Objective: Report every line of the listing below that contains the string "Target", copying each such line in full. Case counts, so only matches with identical capitalization qualify.
── Supplied information ──
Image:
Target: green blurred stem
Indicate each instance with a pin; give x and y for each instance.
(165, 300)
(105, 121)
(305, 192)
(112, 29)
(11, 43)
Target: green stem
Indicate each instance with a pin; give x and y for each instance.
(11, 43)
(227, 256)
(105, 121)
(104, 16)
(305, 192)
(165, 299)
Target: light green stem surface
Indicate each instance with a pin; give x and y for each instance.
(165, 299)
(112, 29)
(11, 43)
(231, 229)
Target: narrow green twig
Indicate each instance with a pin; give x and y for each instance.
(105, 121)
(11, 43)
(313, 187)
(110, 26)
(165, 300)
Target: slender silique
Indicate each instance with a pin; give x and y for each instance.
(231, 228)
───
── Supplied information ──
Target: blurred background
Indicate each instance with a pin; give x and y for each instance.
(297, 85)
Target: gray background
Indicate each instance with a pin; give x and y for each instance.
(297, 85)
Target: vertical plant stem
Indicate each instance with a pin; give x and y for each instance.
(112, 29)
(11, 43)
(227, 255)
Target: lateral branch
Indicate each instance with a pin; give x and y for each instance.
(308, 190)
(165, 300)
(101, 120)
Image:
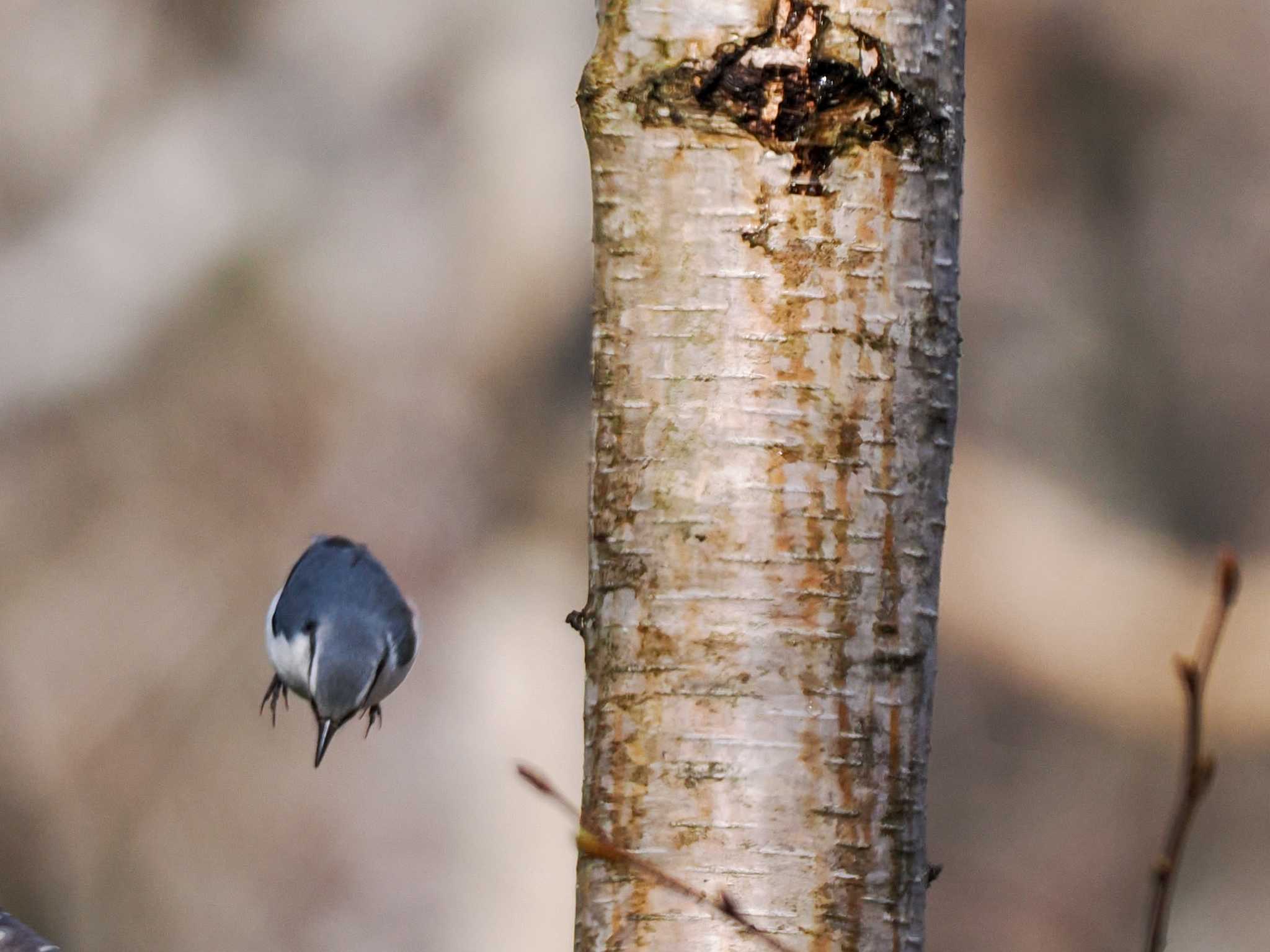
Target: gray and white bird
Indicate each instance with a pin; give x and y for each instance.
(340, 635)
───
── Supplied information ──
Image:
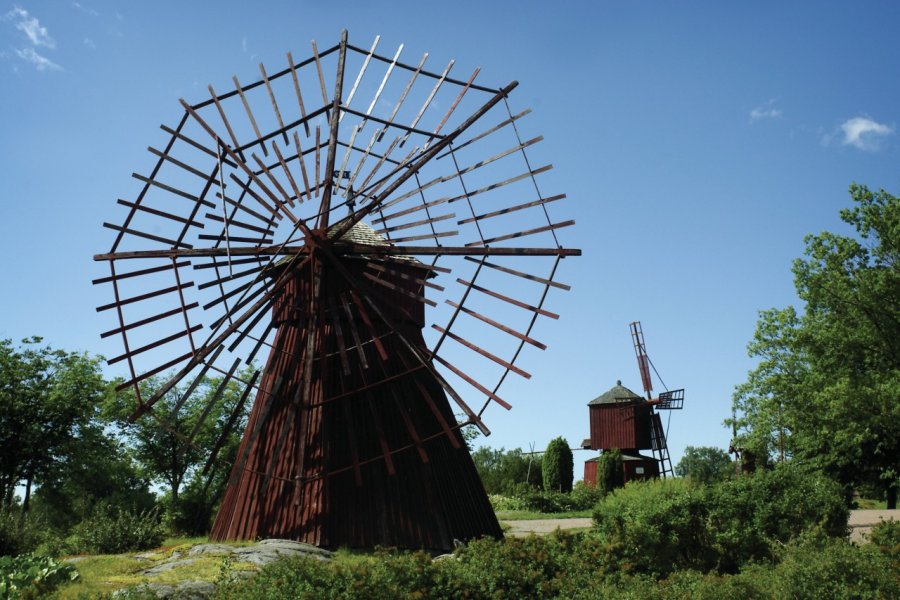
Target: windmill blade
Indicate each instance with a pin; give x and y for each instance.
───
Full response:
Target: green blurred stem
Target: green stem
Target: light green stem surface
Target: narrow green twig
Target: slender silique
Target: blurred background
Target: gray background
Target: vertical plant stem
Target: lateral branch
Target: gray and white bird
Target: windmill blade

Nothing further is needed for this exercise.